# [Data shown]
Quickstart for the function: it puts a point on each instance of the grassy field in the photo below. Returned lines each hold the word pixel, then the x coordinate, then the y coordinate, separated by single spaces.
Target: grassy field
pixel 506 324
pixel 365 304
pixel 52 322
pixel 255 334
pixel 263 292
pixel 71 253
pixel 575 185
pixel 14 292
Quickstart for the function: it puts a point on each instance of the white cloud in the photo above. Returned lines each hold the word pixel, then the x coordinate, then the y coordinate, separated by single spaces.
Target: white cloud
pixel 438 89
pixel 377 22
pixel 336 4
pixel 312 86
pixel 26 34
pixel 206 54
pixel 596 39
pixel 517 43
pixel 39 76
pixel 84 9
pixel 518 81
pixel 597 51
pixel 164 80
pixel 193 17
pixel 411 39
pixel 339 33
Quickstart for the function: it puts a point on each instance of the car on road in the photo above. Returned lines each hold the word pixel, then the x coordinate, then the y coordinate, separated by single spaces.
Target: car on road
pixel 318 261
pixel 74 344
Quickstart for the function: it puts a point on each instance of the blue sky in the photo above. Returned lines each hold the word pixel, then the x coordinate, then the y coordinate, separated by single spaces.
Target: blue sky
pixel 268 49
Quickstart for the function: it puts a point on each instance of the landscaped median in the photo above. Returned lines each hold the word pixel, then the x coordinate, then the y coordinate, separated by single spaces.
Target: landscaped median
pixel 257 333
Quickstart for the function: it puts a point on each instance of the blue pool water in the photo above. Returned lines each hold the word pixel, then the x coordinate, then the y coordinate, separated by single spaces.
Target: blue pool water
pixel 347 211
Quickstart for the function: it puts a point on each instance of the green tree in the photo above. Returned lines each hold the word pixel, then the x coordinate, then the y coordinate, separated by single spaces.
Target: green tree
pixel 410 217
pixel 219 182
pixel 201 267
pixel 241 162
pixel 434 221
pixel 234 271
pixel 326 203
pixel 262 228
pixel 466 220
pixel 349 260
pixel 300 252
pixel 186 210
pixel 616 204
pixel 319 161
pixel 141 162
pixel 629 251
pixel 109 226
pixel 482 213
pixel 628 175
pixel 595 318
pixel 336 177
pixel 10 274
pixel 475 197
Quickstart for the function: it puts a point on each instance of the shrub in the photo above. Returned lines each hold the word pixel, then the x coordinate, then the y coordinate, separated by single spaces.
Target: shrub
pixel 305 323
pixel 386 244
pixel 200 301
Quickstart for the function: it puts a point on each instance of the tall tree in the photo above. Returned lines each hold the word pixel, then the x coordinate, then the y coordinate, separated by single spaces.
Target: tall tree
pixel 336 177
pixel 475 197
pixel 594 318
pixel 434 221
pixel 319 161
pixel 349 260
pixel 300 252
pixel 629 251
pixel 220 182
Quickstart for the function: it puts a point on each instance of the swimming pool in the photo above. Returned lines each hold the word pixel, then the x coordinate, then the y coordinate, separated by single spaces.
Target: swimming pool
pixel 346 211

# [Prompt]
Once the line with "Target: landscaped median" is found, write out that line and every one after it through the last line of the records, exactly and with nothing else.

# [Result below]
Target: landscaped median
pixel 257 333
Quickstart for the function: it puts a point on each instance of the blue pool water in the photo above. Returned lines each hold the word pixel, then the x coordinate, then the y coordinate, separated by single spaces.
Target: blue pool water
pixel 347 211
Quickstart for the function: it puts a point on each instance of the green tree in the photo above. Returned lines each hold the word pixel, then the x coordinate, then the y coordinate, separated by single spaces.
Target: green tree
pixel 410 217
pixel 219 182
pixel 201 267
pixel 241 162
pixel 434 221
pixel 234 271
pixel 326 203
pixel 262 228
pixel 466 220
pixel 349 260
pixel 300 252
pixel 186 210
pixel 616 204
pixel 319 161
pixel 141 162
pixel 629 251
pixel 109 226
pixel 482 213
pixel 628 175
pixel 595 318
pixel 336 177
pixel 10 274
pixel 475 197
Quickstart for the function: it puts a point on each instance of the shrub in the photo above. Returned lines each hold the word pixel, then the x coordinate, then the y coordinate, separated by single spaces.
Target: shrub
pixel 305 323
pixel 386 244
pixel 200 301
Quickstart for the function: it puts a point on each instance of the tall tree in the photo above. Returned lines each hold the word pixel, then the x coordinate, then the y coordinate, separated by single spaces.
Target: tall tree
pixel 336 177
pixel 475 197
pixel 594 318
pixel 434 221
pixel 319 161
pixel 349 260
pixel 300 252
pixel 629 251
pixel 220 182
Quickstart for the function: it puts a point on each instance of the swimming pool in the photo above. Returned lines each hold the word pixel, then the x coordinate, then the y coordinate, separated by single spaces.
Target: swimming pool
pixel 346 211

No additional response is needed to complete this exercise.